● **Page excerpt**:
Begin

The Tudor series continues through the eyes of Margaret Pole, Henry VIII’s aunt. Philippa Gregory may take some liberties with her history, but you can’t deny she’s a great story-teller and this is such a fascinating period in our past that you just want to gobble up every detail you can get your hands on.
I have enjoyed Slaughter’s previous books, but I’m not totally convinced by her new characters, Kate and Maggie, female detectives in 1970s Atlanta. I admire their grit and strength of character, but this detective story was a bit stretched and I found I didn’t care who’d killed why.
Luisa has failed her exams and is working as a TA in a primary school, wondering where her life. As things go downhill and Luisa loses every scrap of self-belief her grip on reality also begins to unravel. Thomas writes simply yet devastatingly and reminds me of Lesley Glaister which explains why I like her!
This story of a POW on the Burma Death railway is hard enough to read in itself without the added trauma of a doomed love affair. It deservedly won the Man Booker Prize.
This isn’t your average “true misery” story. Rachel Sontag’s father is a vicious, cruel control-freak and her mother hopelessly passive in response. Rachel’s struggle to disentangle herself from this nightmare family had me urging her on from page to page.
Plunged into poverty by the death of her feckless father, Frances and her mother are forced to take in lodgers. None of them could have foreseen the effect Leonard and Lilian Barber have on their prim, carefully-kept household. You know what you’re getting with Sarah Waters: another emotionally taut, historically detailed, passionate and fiercely original story.

End

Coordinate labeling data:
Begin

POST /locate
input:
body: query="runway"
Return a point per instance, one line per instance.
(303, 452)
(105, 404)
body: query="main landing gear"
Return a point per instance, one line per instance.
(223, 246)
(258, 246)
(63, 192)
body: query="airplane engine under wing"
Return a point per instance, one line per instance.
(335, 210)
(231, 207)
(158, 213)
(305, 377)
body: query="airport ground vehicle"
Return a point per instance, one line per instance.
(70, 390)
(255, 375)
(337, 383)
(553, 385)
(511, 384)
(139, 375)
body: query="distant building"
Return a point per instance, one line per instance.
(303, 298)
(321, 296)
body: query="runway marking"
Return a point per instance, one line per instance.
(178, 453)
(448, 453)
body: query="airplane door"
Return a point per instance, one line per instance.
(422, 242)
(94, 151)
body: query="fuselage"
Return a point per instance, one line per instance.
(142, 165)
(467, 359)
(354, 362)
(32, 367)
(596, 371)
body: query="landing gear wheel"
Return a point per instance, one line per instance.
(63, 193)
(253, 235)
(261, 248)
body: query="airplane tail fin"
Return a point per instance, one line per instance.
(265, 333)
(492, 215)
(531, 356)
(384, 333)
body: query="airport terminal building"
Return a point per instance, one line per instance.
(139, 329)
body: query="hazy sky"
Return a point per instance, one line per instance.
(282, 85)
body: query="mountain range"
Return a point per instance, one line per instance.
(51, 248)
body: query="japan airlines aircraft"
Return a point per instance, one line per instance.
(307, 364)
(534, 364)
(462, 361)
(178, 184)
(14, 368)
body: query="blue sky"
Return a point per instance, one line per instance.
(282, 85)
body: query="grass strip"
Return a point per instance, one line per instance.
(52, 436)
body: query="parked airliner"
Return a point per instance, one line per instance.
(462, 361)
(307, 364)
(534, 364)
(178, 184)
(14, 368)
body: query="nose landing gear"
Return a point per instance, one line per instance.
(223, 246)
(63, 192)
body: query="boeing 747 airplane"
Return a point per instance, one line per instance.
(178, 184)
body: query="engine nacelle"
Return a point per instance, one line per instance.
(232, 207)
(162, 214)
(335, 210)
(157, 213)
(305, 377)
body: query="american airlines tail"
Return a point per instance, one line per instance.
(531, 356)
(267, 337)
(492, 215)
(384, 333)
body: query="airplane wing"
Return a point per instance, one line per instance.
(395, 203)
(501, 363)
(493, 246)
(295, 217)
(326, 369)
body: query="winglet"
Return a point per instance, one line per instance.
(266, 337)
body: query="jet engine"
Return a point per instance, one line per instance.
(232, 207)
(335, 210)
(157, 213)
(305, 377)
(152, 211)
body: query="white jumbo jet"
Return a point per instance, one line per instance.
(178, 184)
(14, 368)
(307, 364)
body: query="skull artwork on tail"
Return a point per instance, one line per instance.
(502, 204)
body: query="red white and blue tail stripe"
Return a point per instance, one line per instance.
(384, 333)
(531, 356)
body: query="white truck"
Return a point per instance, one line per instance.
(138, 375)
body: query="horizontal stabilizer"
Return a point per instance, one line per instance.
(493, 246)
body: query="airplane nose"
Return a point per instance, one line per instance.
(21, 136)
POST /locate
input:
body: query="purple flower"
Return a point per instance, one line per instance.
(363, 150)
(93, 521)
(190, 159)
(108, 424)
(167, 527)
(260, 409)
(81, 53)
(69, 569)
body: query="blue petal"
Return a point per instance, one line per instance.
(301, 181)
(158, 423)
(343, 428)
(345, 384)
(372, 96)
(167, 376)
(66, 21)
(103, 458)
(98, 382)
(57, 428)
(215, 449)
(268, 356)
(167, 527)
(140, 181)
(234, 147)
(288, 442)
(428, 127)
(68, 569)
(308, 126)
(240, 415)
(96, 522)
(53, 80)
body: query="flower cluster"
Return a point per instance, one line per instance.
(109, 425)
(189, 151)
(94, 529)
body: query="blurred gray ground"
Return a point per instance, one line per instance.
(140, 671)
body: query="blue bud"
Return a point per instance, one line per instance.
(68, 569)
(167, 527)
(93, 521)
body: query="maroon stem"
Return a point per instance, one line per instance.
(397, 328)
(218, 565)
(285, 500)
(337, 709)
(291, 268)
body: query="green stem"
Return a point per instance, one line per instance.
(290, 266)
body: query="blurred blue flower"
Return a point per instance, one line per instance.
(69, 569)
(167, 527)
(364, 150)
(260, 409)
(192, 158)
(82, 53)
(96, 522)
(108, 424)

End

● **Complete the following**:
(1) Name the writers that the book reviews credit with a book or compare another writer to.
(2) Continue the book reviews from the point where they stop.

● **Results for each task**:
(1) Philippa Gregory, Slaughter, Thomas, Lesley Glaister, Sarah Waters

(2)
A fascinating and deeply disturbing look at child murder through the centuries, asking how far we have come in dealing with these particularly distressing crimes and looking at the idea of childhood, innocence and moral purity as a whole.
I really enjoyed this honest, forthright and fascinating memoir. Jean Trumpington has worked as a land girl, a code-cracker at Bletchley Park, in advertising, and then embarked on a political career. She’s interesting and witty.
A family tragedy forces an Irish priest to confront at the abuse committed by his friends and colleagues in the Church. Like The Narrow Road… I found this very difficult to read but it is a masterful study of what it is to be human and fallible.
Captured by the Japanese in WW2, Urquhart survived the Bridge over the Kwai and then was put on a prison ship which was promptly torpedoed. He then worked in a mine near Nagasaki, ten miles from where the bomb was then dropped. The guy has more lives than a cat and writes in a very matter-of-fact manner which makes his story ever the more incredible.
I hope some of these books give you vivid pictures which stay in your mind’s eye long after it’s closed.